--- DOCUMENT ---

Re: [PATCH 5/5] mm: memcg: separate slab stat accounting from objcg charge cache

From: Vlastimil Babka (SUSE)

Date: Tue Mar 03 2026 - 05:46:28 EST

On 3/3/26 09:54, Hao Li wrote:
> On Mon, Mar 02, 2026 at 02:50:18PM -0500, Johannes Weiner wrote:
>> Cgroup slab metrics are cached per-cpu the same way as the sub-page
>> charge cache. However, the intertwined code to manage those dependent
>> caches right now is quite difficult to follow.
>>
>> Specifically, cached slab stat updates occur in consume() if there was
>> enough charge cache to satisfy the new object. If that fails, whole
>> pages are reserved, and slab stats are updated when the remainder of
>> those pages, after subtracting the size of the new slab object, are
>> put into the charge cache. This already juggles a delicate mix of the
>> object size, the page charge size, and the remainder to put into the
>> byte cache. Doing slab accounting in this path as well is fragile, and
>> has recently caused a bug where the input parameters between the two
>> caches were mixed up.

--- RECORDS ---

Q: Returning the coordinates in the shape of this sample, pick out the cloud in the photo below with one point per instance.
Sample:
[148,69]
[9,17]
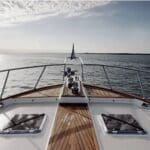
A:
[14,12]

---

▶ TASK LIST:
A. According to the message, in which function do cached slab stat updates occur when there is enough charge cache to satisfy the new object?
B. Reproduce the message word for word from "From: Vlastimil Babka" to "difficult to follow.".
The entries come from a different source than the message.

▶ SOLUTIONS BY TASK:
A. In consume().

B.
From: Vlastimil Babka (SUSE)

Date: Tue Mar 03 2026 - 05:46:28 EST

On 3/3/26 09:54, Hao Li wrote:
> On Mon, Mar 02, 2026 at 02:50:18PM -0500, Johannes Weiner wrote:
>> Cgroup slab metrics are cached per-cpu the same way as the sub-page
>> charge cache. However, the intertwined code to manage those dependent
>> caches right now is quite difficult to follow.